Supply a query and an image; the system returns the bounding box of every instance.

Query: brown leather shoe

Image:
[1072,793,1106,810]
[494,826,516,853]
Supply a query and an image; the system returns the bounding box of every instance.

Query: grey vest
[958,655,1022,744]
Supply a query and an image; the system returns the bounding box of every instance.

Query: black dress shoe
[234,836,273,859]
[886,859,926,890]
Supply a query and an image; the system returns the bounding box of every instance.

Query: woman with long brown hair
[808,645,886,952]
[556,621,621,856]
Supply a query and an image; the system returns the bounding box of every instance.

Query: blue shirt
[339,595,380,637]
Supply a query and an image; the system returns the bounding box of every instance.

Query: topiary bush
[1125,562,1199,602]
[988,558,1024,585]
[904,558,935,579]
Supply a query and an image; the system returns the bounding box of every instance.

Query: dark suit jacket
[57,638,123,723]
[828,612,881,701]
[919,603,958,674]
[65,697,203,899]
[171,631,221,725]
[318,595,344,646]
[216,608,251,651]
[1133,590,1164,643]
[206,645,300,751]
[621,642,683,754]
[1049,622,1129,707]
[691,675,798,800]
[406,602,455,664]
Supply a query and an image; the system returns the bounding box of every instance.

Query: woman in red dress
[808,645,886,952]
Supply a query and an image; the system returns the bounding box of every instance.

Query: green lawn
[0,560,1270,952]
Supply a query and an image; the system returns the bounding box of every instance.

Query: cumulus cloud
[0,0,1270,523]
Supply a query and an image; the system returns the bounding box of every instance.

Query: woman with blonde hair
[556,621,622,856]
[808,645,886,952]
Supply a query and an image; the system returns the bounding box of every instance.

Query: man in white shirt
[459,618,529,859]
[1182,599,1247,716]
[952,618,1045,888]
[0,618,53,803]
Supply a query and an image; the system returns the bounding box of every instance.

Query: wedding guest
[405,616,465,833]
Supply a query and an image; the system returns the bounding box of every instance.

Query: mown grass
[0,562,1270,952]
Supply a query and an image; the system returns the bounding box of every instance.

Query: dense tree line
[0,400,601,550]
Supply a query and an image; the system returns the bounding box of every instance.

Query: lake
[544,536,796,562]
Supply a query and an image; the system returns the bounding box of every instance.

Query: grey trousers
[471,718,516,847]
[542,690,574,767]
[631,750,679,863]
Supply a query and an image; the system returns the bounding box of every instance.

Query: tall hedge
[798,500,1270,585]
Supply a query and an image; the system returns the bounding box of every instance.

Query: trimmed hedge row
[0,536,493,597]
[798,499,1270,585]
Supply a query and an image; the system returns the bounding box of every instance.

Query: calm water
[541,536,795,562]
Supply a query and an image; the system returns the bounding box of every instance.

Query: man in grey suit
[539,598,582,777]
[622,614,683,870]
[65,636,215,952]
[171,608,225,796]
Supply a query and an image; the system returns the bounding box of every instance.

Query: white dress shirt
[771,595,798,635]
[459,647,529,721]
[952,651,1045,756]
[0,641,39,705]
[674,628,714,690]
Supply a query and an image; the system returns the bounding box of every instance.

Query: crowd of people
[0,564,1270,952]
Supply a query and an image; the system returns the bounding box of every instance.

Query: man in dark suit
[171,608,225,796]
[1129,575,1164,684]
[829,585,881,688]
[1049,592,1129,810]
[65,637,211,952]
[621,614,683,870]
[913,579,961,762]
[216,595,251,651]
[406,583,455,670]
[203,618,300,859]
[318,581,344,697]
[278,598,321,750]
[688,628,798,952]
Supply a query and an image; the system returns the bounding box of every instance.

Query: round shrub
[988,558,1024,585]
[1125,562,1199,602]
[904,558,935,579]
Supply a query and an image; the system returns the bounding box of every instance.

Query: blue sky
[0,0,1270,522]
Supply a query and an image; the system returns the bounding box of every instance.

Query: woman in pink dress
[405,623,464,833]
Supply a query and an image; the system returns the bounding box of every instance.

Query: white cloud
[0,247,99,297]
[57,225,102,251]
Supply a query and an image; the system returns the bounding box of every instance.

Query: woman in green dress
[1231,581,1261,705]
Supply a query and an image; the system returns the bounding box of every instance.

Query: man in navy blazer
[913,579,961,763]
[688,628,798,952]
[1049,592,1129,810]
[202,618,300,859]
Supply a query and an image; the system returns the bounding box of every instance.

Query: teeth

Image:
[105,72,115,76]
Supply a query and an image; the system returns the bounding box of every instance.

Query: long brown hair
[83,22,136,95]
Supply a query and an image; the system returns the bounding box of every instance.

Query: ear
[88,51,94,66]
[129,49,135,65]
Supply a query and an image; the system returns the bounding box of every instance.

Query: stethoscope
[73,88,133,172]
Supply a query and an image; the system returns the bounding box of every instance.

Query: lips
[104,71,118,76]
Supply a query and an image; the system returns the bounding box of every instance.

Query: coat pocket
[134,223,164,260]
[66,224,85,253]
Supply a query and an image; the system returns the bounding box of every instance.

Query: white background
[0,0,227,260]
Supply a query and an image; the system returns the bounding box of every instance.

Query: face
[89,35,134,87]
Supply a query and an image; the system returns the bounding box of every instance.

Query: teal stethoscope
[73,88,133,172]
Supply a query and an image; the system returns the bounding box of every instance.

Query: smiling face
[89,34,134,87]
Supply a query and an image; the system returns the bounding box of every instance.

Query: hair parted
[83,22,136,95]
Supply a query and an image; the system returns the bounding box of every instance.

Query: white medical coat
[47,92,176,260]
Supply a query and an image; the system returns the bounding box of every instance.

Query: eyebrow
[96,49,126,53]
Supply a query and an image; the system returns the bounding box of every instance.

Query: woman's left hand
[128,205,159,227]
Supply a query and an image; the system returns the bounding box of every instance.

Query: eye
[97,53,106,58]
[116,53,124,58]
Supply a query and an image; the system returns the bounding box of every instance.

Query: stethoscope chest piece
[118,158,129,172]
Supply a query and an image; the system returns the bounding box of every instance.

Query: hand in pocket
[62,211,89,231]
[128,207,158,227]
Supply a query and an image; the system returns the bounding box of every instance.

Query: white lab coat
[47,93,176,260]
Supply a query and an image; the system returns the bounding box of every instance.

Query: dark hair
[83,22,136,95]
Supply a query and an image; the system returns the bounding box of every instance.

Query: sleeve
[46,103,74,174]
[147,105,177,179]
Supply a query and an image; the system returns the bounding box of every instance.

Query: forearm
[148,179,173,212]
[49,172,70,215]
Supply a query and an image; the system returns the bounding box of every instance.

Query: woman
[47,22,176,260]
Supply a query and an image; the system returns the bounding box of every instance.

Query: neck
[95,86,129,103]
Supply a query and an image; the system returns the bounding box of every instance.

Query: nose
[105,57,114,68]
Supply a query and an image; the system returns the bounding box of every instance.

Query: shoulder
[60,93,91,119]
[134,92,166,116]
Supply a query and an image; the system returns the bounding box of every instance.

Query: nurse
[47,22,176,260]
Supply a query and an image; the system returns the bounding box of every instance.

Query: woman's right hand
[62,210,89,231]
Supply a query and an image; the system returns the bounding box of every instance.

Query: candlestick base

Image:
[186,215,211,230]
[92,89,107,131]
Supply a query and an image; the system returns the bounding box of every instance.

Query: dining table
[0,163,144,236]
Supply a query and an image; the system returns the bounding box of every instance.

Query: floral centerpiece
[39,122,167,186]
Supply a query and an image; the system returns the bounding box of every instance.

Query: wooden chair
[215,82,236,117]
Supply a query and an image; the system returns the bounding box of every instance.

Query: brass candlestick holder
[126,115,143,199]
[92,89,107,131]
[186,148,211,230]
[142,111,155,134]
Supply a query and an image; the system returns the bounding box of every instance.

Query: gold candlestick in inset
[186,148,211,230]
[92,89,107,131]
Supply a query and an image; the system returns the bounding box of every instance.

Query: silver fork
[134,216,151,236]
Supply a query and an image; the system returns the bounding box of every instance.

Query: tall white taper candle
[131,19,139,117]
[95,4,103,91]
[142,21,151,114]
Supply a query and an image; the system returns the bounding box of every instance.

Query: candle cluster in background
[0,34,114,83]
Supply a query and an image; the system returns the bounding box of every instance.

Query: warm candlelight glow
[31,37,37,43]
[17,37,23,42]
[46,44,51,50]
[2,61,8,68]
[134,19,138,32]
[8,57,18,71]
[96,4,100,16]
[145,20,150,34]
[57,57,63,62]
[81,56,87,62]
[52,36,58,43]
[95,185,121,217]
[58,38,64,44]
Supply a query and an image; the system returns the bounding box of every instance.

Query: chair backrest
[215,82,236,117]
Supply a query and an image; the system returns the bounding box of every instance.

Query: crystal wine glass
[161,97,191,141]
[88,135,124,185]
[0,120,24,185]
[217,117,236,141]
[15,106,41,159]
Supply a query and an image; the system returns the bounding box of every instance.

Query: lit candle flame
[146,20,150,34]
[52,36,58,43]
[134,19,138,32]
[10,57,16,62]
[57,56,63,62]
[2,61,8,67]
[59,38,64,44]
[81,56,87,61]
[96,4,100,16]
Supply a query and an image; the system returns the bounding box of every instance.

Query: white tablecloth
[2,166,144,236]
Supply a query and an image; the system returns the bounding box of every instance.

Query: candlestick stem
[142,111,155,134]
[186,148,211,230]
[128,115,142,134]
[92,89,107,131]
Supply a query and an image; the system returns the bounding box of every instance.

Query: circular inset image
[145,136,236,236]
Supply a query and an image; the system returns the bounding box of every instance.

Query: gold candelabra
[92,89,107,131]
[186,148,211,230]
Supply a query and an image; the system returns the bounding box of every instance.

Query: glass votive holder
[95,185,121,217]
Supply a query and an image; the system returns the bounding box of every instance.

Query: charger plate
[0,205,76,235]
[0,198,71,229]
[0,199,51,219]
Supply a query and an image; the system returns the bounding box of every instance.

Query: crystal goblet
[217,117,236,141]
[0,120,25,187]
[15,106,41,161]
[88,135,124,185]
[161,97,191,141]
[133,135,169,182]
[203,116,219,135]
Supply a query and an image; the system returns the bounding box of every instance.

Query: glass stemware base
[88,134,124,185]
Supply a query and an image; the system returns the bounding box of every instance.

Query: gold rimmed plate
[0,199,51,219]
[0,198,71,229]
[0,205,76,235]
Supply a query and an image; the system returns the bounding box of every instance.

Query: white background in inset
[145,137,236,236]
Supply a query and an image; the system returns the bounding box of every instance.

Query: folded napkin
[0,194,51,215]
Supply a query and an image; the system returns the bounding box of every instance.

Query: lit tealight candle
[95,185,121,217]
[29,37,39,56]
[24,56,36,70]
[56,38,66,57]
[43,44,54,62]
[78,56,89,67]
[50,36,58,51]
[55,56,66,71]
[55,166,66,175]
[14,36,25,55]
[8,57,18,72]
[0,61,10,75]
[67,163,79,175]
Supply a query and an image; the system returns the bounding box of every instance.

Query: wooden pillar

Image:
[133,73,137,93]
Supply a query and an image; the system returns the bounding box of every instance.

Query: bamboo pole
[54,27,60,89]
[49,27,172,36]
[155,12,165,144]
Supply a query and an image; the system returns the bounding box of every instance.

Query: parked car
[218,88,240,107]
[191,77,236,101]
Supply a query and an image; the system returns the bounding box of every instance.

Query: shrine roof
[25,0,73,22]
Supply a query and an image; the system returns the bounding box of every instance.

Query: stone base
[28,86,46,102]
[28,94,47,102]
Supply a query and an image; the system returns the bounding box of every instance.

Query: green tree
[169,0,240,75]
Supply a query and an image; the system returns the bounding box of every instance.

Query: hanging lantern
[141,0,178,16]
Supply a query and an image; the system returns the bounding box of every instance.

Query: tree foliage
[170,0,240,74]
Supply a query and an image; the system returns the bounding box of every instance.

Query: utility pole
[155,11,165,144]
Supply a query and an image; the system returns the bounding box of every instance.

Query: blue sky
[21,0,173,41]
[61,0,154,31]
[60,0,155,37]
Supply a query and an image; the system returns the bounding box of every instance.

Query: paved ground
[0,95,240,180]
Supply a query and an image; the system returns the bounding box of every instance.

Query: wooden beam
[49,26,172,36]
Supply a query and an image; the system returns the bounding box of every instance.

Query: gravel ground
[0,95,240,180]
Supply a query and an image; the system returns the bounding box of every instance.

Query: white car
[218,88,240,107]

# # #

__Stated goal__.
Which lines in the records above contain the string "hedge"? Copy each of them, treating uppercase and lowercase letters as distinct.

__Written answer__.
Query: tall hedge
Query: trimmed hedge row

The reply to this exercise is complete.